**Tasks and exercises**
**a)** According to the article on India's drought relief, how many states had top bureaucrats summoned by the Supreme Court?
**b)** Answer yes or no for each statement about the article on India's drought relief, and quote the words of the article that decide it. (i) More than 330 million people were hit by water shortages. (ii) The water shortages affected all of India's 29 states. (iii) Swaraj Abhiyan filed a petition in the court.
**c)** Please continue the article on India's drought relief from its last sentence.

**Text segment**
========================================================================

India's top civil servants ordered to explain failure to help drought-hit communities

NEW DELHI (Thomson Reuters Foundation) - India’s Supreme Court on Wednesday summoned top bureaucrats from 10 states to explain why they have not provided food grains, loan waivers and compensation for crop losses to millions of people hit by a drought last year.

More than 330 million people - almost a quarter of India’s population - were hit by water shortages across 13 of the country’s 29 states, including Gujarat, Haryana, Maharashtra Bihar, Karnataka, Madhya Pradesh and Andhra Pradesh.

But even though the country’s top court ordered 10 states to put in place measures to support drought-stricken communities nearly a year ago, little has been done, activists said.

“This is important because the apex court generally does not summon top government officials,” said Avik Saha, vice president of Swaraj Abhiyan, a charity which filed a petition in the court, accusing the 10 states of contempt of the court order.

========================================================================

**Listed records**
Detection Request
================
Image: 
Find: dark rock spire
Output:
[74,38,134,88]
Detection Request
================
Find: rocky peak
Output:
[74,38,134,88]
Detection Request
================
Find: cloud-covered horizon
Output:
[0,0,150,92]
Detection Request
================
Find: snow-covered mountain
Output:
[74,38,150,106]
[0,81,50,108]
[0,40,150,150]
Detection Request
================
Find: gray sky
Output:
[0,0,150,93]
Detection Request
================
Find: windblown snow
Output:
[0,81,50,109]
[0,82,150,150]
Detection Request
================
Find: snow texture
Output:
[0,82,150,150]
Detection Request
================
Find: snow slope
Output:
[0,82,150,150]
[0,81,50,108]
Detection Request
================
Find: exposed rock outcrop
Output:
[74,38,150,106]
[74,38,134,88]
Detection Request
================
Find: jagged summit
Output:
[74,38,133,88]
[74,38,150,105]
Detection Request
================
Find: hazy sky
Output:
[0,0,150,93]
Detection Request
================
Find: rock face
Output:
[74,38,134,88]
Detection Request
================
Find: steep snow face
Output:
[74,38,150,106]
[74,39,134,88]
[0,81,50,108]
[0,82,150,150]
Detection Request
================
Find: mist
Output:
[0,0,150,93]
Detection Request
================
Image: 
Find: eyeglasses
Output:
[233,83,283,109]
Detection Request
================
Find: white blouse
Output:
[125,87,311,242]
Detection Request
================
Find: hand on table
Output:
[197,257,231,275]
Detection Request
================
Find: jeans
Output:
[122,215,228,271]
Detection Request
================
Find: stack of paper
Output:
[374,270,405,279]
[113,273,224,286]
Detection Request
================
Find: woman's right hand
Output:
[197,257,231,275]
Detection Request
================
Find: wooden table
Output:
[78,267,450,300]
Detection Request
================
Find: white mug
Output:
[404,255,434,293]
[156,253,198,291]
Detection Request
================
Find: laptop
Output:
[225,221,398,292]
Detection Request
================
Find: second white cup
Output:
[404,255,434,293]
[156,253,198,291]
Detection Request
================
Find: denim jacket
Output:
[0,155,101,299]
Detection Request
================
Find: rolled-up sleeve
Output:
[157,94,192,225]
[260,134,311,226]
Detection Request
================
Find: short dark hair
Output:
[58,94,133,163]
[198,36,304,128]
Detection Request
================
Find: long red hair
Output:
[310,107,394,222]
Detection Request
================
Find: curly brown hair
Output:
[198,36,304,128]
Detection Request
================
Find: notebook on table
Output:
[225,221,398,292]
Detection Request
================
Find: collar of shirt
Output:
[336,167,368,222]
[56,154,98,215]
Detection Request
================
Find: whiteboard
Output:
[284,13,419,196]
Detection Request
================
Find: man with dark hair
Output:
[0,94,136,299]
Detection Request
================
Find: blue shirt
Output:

========================================================================

**Answers to the problems**
**a)** Ten states.

**b)**
(i) Yes: "More than 330 million people - almost a quarter of India’s population - were hit by water shortages"
(ii) No: "across 13 of the country’s 29 states"
(iii) Yes: "a charity which filed a petition in the court"

**c)**
“This is significant because peoples’ lives are at risk. They have neither food nor money for their survival.”

Last year’s drought caused crop failures, water shortages and excessive debt, prompting hundreds of families across the country to flee villages in search of food, water and jobs.

The Supreme Court in May ordered the states to provide stricken villagers with relief including 5 kg of subsidised food grains monthly, financial compensation for crop losses and loan repayment waivers for debt-hit farmers.

The chief secretaries, the most senior civil servants in the states, have been ordered to appear before the Supreme Court on April 26.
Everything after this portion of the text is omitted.